Set down again exactly the lines of the listing below that fall between the line holding "Pick out each instance of the sun" and the line holding "Pick out each instance of the nest", inclusive.
§ §
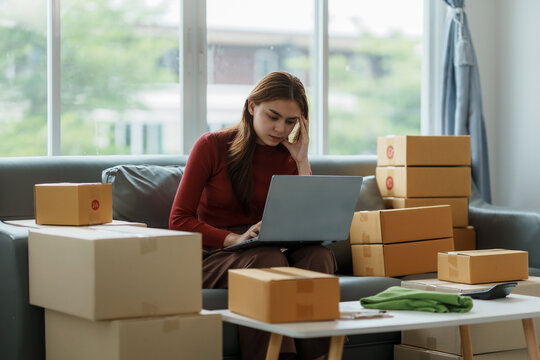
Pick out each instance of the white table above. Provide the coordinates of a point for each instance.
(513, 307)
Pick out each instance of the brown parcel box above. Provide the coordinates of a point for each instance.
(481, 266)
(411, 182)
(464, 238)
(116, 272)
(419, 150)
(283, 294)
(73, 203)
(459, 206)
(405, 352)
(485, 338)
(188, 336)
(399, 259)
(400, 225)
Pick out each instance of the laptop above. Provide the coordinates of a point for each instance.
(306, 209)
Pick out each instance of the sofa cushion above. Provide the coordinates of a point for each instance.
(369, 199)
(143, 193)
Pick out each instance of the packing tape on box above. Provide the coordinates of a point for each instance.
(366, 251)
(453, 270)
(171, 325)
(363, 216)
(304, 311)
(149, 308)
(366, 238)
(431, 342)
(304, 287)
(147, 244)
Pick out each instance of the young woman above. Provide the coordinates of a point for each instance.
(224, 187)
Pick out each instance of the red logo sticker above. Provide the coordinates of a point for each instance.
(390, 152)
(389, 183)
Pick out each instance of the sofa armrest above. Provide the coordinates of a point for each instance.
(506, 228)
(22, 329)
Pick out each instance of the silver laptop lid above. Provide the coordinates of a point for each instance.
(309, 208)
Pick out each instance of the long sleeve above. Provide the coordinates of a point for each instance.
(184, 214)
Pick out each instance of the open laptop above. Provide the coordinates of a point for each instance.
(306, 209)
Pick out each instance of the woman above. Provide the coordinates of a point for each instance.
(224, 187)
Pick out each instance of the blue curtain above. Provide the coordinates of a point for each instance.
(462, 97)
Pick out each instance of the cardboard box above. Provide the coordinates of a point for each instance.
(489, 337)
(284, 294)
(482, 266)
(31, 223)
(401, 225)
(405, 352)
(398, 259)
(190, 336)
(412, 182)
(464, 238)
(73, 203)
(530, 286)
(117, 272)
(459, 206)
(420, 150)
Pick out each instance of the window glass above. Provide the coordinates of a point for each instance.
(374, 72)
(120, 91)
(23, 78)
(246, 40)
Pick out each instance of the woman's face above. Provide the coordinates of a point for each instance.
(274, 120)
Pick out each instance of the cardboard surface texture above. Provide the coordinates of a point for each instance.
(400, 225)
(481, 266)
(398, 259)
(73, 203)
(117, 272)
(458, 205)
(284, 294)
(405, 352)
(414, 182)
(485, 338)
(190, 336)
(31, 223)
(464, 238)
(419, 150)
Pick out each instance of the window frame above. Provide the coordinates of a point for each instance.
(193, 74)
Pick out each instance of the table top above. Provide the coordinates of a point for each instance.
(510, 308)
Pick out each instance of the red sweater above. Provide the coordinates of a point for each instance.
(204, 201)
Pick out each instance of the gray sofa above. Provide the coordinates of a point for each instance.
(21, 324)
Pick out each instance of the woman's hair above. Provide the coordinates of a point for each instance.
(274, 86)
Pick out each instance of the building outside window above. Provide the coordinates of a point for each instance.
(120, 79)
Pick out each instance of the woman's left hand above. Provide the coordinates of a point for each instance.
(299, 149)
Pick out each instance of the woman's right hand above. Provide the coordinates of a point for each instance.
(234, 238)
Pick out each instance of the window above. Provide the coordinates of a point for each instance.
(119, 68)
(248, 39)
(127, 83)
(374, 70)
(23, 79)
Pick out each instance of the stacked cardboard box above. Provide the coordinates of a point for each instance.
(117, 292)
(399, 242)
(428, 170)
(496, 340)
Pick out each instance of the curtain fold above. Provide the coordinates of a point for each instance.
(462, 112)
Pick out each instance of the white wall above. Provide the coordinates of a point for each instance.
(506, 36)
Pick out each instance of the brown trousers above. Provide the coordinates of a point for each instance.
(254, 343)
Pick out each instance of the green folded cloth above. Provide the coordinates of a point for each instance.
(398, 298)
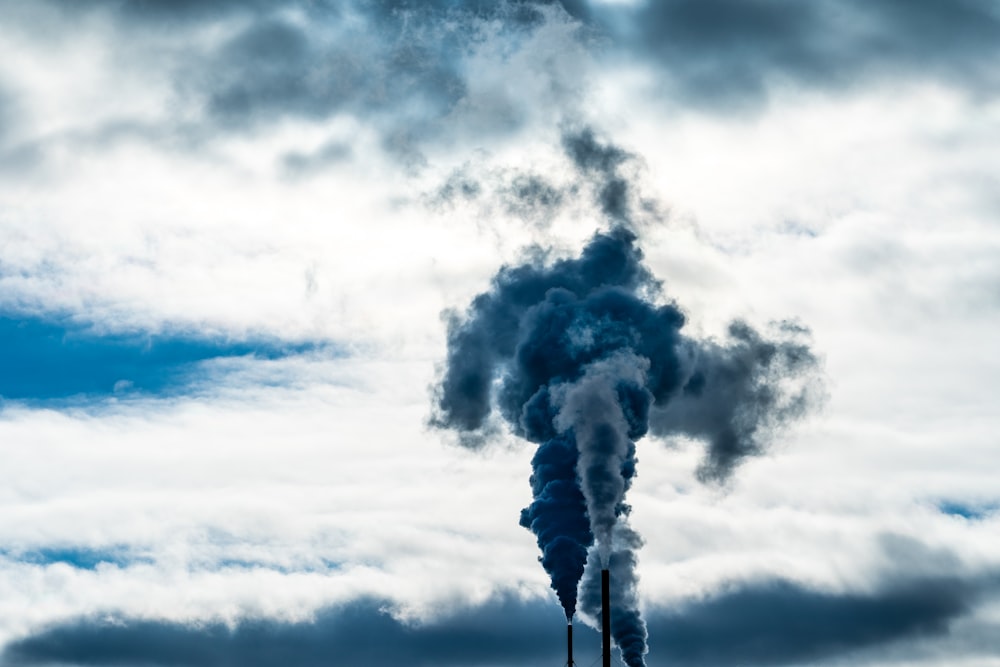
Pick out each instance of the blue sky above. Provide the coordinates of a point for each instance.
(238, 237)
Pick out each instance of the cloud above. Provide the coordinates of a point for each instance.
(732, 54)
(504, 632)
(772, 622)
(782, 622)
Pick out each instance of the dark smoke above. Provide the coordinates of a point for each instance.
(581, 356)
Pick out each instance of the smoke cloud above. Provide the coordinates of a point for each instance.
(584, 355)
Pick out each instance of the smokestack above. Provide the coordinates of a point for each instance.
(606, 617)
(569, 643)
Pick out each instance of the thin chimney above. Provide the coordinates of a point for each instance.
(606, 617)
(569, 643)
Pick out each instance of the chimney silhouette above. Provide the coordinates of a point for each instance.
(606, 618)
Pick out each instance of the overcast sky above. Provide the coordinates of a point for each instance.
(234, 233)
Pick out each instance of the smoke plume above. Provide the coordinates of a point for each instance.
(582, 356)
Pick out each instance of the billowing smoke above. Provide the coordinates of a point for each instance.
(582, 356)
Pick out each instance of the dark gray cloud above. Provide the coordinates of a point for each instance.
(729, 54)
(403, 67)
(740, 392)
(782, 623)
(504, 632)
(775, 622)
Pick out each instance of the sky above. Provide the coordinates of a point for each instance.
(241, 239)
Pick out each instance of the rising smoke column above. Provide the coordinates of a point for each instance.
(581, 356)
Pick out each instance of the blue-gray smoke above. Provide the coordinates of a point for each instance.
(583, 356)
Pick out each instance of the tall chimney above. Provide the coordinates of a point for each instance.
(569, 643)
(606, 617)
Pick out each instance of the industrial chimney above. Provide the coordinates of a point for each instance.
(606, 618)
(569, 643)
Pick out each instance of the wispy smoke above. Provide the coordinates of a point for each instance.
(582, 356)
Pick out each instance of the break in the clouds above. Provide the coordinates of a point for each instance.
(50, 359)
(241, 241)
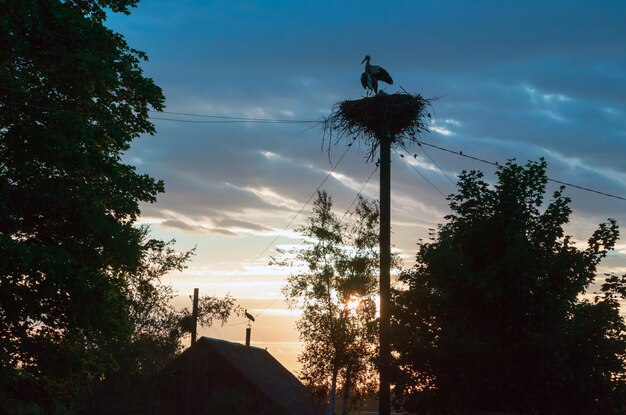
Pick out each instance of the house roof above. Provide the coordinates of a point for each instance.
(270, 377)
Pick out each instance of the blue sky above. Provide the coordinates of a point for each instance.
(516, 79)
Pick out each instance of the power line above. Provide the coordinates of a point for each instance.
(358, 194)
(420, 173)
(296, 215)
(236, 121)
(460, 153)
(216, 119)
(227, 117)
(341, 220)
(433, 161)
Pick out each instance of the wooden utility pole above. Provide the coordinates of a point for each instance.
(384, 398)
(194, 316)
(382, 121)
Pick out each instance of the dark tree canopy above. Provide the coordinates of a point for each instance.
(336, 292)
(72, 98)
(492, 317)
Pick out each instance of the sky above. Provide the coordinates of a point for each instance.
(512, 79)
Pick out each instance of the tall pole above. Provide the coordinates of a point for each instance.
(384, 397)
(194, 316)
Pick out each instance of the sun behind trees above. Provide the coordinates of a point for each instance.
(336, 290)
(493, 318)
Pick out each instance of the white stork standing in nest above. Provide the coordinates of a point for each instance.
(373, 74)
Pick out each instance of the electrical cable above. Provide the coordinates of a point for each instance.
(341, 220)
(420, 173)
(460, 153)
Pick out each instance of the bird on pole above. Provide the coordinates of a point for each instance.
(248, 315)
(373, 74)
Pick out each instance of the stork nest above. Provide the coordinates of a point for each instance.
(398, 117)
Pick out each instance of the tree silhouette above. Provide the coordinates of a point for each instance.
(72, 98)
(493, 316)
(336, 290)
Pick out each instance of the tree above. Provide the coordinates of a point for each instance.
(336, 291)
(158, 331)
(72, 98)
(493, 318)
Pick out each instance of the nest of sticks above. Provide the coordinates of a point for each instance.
§ §
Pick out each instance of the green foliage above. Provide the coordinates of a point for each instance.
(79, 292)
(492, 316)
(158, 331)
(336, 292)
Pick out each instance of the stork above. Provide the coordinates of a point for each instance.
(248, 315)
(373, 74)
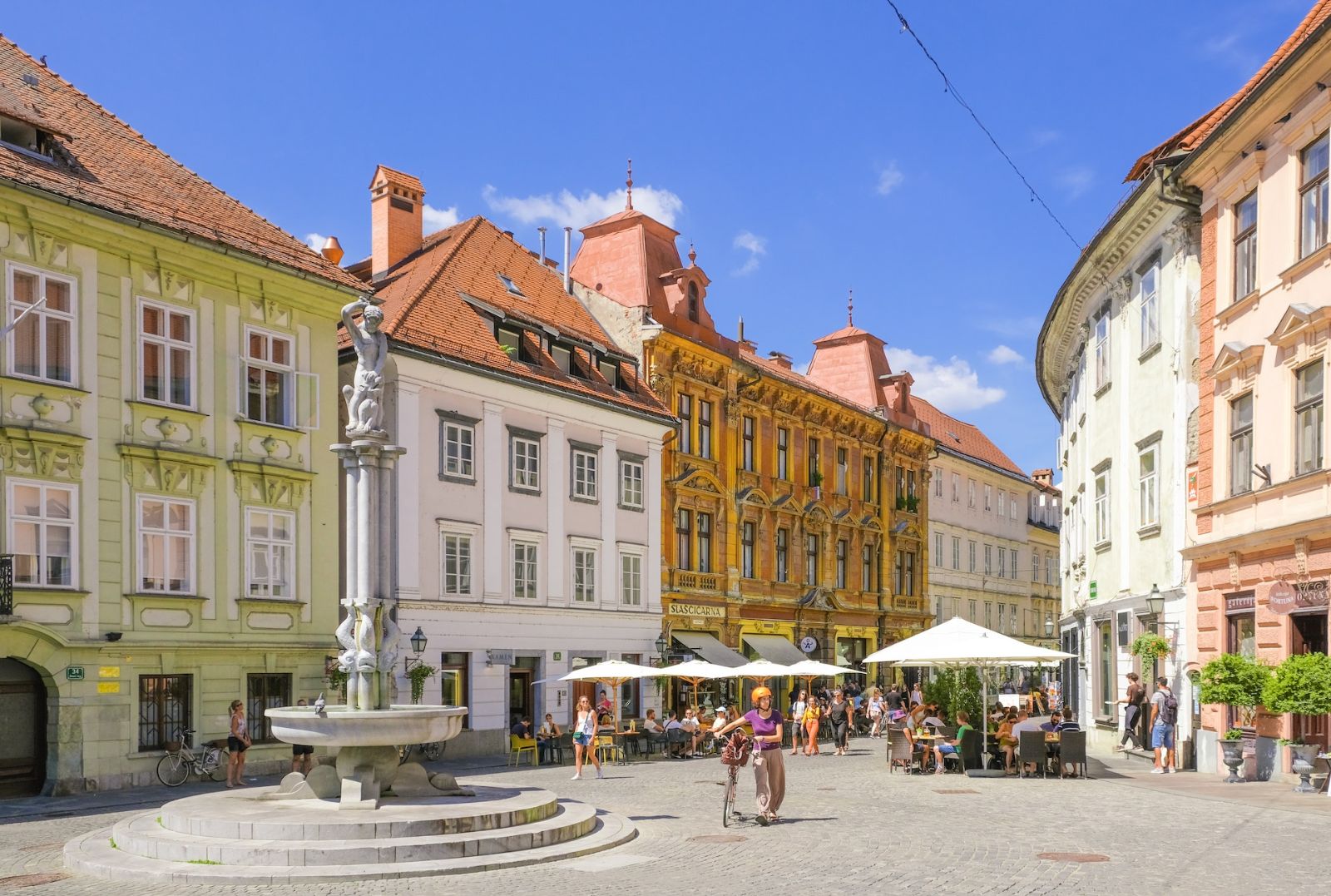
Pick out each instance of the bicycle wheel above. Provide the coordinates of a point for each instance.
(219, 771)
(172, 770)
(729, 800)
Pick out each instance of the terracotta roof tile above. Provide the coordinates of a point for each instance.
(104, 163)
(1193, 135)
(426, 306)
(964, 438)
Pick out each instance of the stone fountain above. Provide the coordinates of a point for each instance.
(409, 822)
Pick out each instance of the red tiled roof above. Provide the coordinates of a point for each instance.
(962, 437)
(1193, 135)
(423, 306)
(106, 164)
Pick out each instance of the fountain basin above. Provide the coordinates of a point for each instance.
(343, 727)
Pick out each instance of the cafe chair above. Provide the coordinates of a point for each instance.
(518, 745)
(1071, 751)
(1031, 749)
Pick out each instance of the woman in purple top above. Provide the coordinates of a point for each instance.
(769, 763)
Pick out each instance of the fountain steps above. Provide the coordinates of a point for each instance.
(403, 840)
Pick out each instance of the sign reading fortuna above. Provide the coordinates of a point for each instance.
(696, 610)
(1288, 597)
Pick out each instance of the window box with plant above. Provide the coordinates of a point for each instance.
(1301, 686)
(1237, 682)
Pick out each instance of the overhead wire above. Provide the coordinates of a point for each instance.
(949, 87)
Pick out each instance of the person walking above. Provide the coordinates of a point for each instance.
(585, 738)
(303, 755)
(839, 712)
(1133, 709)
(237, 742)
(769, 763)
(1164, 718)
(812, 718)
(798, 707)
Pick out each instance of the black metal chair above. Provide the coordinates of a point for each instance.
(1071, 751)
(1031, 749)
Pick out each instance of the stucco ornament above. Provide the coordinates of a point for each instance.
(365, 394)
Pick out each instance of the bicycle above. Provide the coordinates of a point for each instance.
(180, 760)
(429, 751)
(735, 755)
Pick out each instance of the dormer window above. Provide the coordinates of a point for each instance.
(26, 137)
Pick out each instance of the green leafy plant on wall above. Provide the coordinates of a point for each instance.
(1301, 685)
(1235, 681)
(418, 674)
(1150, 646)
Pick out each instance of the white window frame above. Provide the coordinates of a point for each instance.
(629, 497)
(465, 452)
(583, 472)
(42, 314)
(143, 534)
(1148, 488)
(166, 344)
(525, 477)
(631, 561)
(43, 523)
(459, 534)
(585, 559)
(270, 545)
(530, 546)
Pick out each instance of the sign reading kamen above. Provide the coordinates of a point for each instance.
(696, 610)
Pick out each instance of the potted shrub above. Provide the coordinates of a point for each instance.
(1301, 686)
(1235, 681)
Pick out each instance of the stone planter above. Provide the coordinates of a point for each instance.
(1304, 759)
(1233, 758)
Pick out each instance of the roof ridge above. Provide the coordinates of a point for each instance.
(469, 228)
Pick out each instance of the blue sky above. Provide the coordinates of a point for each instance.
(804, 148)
§ §
Solution to this problem:
Pick out each instance of the sun behind trees above. Provide the coordinates of a point for each instance.
(336, 290)
(493, 318)
Pick out each instance of the white stork standing in nest above. Provide the coordinates of a point for each instance.
(373, 74)
Pick out each instance of the electrical cable above. Provide the coordinates of a point for each instance.
(341, 220)
(420, 173)
(460, 153)
Pick out each instance of the bird on pole above. Provide the coordinates of a point for each instance.
(248, 315)
(373, 74)
Pick out each instance of the stork nest above. Provide the coordinates of a point for each instance.
(398, 117)
Pick out each instance of the tree silhouette above. Provide the coordinates of a point for each instance.
(72, 98)
(493, 316)
(336, 290)
Pick out each instance of the tree above. Provide the coordinates of a point for each instance.
(336, 291)
(158, 331)
(72, 98)
(493, 318)
Pick out each instance of the nest of sticks above. Provide the coordinates of a point for each instance.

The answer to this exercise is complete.